REQUIREMENT - Please give back the listing below verbatim, starting with its first line and going on through the line with "725 69 L 758", both of those lines included.

EXTRACTED INFORMATION -
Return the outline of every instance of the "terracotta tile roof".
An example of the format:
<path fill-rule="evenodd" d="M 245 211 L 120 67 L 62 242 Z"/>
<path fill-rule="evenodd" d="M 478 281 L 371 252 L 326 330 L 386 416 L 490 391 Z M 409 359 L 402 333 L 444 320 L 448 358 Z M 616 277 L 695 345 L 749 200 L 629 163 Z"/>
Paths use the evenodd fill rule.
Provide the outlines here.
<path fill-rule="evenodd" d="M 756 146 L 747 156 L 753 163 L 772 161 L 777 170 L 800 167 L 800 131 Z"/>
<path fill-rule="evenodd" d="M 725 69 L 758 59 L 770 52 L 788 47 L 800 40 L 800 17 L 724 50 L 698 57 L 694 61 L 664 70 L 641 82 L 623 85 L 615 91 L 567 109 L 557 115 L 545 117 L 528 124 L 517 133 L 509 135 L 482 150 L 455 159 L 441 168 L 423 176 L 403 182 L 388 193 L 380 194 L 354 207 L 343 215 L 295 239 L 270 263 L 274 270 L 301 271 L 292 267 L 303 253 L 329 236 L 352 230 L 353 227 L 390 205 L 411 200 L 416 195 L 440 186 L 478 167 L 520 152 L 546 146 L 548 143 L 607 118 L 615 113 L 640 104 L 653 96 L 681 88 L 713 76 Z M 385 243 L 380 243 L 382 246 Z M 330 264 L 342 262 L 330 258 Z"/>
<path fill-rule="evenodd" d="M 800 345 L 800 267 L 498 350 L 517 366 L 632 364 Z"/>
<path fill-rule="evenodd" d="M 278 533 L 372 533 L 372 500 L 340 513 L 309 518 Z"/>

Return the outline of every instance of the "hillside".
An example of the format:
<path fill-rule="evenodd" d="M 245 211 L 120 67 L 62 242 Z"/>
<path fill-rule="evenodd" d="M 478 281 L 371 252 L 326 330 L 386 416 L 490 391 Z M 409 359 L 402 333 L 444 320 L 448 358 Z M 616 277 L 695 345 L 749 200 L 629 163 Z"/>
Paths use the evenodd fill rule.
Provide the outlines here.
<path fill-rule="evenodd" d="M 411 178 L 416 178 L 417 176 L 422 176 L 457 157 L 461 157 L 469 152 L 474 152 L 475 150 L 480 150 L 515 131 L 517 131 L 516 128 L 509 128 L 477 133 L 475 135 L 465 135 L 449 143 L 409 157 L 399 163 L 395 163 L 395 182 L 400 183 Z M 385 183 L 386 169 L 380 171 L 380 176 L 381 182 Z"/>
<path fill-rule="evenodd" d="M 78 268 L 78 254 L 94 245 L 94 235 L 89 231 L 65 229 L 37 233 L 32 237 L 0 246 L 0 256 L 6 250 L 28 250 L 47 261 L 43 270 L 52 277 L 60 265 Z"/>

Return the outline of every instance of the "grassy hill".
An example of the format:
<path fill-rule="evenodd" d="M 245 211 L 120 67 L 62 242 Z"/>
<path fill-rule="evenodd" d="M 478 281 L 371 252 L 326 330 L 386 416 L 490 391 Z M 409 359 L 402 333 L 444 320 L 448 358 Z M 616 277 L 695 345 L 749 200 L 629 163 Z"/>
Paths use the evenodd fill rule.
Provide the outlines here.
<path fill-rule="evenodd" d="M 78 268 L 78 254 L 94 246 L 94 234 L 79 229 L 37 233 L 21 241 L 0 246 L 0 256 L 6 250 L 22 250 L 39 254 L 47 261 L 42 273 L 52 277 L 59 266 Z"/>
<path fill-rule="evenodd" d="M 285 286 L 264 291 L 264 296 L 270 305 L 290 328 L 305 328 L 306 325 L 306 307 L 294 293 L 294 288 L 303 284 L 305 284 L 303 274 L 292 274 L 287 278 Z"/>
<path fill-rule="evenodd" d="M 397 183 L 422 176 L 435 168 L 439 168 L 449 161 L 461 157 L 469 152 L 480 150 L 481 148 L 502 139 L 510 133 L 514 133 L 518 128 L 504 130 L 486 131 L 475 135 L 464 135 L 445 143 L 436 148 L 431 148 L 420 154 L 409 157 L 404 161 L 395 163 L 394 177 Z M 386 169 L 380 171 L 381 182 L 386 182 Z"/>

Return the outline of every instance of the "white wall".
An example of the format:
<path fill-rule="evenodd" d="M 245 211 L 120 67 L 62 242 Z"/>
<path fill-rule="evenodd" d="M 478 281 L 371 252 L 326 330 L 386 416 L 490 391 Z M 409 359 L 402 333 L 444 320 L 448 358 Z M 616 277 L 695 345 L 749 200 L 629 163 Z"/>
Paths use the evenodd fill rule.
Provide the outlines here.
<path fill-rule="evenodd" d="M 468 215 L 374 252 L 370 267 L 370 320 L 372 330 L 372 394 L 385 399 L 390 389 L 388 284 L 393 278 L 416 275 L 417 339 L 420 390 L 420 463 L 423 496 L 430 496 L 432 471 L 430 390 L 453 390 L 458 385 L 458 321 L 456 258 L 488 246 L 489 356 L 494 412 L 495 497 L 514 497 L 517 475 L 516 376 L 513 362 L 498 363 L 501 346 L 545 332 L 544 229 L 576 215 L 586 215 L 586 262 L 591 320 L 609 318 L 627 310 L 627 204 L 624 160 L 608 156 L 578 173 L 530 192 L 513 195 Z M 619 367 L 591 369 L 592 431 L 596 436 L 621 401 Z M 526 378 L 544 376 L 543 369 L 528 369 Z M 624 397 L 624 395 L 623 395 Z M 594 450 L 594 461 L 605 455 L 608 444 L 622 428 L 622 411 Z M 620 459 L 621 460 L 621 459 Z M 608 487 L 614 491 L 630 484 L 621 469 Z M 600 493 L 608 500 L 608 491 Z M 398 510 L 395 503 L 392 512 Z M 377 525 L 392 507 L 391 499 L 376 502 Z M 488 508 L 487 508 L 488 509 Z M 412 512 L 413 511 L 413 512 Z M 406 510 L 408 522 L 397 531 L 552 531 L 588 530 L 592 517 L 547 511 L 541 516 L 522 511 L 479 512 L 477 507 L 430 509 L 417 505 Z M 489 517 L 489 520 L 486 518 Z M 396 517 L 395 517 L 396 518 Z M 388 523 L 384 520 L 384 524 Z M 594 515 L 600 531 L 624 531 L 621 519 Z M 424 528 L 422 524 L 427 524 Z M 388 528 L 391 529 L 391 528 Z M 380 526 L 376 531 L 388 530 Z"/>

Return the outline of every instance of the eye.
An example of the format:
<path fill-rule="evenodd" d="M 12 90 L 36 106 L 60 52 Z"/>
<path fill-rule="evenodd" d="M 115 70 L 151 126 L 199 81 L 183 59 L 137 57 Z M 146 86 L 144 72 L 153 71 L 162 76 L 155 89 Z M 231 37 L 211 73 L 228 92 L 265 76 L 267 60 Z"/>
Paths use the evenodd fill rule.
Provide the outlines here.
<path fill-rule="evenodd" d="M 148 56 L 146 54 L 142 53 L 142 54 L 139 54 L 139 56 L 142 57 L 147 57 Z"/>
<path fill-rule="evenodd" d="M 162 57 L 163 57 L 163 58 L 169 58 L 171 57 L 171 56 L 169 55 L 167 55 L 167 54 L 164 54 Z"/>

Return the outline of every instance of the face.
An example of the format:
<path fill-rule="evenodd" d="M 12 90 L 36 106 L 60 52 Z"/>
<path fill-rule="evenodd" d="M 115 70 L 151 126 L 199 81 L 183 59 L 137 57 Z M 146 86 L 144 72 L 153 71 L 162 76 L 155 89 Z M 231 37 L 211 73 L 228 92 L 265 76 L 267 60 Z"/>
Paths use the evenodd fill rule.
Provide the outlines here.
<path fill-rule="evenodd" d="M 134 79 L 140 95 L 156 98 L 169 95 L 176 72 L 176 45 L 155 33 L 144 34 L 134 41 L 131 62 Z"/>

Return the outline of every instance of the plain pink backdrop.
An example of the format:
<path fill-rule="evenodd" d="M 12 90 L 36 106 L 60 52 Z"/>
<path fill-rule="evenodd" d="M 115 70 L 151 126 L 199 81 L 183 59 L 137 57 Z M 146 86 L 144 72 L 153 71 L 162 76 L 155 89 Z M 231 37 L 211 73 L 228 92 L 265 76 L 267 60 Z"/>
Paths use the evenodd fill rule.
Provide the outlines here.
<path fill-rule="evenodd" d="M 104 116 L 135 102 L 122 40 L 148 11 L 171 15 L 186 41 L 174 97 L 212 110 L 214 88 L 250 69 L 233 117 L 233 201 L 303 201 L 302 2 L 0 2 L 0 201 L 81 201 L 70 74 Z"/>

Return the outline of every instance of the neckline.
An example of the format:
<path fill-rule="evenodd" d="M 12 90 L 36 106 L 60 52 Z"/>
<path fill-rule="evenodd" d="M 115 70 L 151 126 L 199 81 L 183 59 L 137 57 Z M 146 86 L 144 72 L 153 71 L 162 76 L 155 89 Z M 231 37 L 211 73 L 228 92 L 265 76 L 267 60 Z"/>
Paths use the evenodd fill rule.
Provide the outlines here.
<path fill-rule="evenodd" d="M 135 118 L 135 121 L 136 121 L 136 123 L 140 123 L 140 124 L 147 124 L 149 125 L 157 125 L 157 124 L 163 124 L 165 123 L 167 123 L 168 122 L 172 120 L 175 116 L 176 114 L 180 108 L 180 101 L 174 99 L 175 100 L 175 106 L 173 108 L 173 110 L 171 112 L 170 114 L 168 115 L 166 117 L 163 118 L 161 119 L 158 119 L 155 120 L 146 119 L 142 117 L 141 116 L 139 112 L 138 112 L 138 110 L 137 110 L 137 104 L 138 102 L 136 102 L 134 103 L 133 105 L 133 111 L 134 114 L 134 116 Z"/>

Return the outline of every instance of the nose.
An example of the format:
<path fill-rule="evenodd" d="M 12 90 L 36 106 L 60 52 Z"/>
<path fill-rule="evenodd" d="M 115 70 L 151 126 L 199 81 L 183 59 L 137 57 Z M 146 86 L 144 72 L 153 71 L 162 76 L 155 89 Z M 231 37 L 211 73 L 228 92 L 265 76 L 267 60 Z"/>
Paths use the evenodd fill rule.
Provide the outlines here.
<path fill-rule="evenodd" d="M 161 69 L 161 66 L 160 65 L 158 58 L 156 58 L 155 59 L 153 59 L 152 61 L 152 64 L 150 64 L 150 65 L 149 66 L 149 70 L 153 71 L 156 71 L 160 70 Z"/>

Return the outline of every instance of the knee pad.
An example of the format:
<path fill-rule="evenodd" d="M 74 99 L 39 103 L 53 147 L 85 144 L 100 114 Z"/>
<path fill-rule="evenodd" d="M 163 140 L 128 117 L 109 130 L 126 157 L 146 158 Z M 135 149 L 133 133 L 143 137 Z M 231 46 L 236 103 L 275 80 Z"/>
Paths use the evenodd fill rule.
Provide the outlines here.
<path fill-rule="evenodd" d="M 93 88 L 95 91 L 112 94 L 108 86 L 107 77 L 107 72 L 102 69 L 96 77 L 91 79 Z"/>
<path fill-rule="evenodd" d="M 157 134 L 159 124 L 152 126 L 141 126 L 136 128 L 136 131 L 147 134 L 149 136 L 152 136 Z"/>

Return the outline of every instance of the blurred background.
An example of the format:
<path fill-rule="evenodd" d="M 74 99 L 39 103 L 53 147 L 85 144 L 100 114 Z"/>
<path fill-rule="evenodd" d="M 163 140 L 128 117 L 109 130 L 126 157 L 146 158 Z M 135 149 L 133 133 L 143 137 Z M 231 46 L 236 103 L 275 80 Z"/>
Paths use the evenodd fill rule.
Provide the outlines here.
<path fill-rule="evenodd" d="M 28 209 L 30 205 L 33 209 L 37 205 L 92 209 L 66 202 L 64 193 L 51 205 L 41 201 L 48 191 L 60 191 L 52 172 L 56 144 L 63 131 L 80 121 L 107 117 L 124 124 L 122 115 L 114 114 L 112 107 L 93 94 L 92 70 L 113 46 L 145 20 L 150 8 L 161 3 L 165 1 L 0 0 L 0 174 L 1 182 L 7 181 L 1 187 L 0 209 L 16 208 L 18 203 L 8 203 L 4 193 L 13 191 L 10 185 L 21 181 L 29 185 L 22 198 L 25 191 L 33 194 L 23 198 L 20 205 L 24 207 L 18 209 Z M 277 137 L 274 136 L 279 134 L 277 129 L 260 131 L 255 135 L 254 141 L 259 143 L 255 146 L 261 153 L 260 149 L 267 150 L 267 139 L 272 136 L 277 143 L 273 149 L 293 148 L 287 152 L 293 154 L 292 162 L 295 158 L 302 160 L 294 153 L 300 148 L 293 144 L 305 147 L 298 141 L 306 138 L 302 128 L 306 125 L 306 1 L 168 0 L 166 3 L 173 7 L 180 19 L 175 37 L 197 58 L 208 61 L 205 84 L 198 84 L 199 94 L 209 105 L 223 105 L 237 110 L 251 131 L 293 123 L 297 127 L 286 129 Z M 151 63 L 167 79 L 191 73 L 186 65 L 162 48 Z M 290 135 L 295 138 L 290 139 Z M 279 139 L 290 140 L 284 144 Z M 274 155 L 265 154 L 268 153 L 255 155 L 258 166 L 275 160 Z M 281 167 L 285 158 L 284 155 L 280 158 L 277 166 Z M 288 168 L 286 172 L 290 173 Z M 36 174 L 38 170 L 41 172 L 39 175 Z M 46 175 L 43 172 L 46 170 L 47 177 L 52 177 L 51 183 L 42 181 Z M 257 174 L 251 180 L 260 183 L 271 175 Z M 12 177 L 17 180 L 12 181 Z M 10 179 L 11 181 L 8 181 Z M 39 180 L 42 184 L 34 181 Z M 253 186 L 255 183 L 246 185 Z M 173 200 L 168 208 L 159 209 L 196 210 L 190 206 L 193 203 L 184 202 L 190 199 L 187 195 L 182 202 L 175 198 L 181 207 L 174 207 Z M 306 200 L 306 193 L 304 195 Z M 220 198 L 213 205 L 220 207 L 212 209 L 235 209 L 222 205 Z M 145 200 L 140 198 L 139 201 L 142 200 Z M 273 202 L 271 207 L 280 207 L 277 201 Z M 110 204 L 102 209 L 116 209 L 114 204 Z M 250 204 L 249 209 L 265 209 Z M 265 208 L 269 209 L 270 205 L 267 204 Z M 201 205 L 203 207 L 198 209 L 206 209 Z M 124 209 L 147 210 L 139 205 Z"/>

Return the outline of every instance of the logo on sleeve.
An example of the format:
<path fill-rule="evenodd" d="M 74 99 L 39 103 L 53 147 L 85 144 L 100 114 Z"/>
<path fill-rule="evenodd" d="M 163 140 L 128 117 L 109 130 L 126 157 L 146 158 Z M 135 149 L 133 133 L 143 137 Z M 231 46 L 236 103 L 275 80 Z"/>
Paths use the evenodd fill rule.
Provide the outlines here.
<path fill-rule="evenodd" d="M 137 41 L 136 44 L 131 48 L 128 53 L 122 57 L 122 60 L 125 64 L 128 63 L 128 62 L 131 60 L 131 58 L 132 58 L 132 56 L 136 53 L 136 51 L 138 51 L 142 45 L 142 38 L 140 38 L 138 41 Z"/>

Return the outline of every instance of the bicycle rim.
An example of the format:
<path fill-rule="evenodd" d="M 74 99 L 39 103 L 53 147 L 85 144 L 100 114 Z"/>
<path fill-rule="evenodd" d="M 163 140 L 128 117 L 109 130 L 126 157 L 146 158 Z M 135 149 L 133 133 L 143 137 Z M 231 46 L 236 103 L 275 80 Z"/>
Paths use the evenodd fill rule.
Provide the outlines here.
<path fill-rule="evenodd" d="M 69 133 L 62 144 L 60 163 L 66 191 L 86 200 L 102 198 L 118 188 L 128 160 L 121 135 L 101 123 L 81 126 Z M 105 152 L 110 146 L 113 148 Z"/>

OUTPUT FOR THIS EXERCISE -
Return the outline of every instance of the "terracotta tile roof".
An example of the format:
<path fill-rule="evenodd" d="M 245 211 L 120 67 L 62 242 Z"/>
<path fill-rule="evenodd" d="M 478 281 L 371 252 L 326 330 L 386 416 L 490 391 Z M 409 359 L 402 333 L 444 320 L 448 358 Z M 616 277 L 695 345 L 749 200 L 629 163 Z"/>
Paths use the evenodd fill rule.
Provide the outlines here.
<path fill-rule="evenodd" d="M 756 146 L 747 156 L 753 163 L 772 161 L 777 170 L 800 167 L 800 131 Z"/>
<path fill-rule="evenodd" d="M 725 69 L 758 59 L 770 52 L 788 47 L 800 40 L 800 17 L 724 50 L 698 57 L 694 61 L 664 70 L 641 82 L 623 85 L 615 91 L 567 109 L 557 115 L 545 117 L 528 124 L 517 133 L 509 135 L 482 150 L 455 159 L 441 168 L 423 176 L 403 182 L 388 193 L 380 194 L 354 207 L 343 215 L 295 239 L 270 263 L 274 270 L 301 271 L 292 267 L 303 253 L 329 236 L 352 230 L 353 227 L 390 205 L 411 200 L 416 195 L 440 186 L 478 167 L 520 152 L 546 146 L 548 143 L 607 118 L 615 113 L 640 104 L 653 96 L 681 88 L 713 76 Z M 385 243 L 380 243 L 382 246 Z M 330 264 L 342 262 L 330 258 Z"/>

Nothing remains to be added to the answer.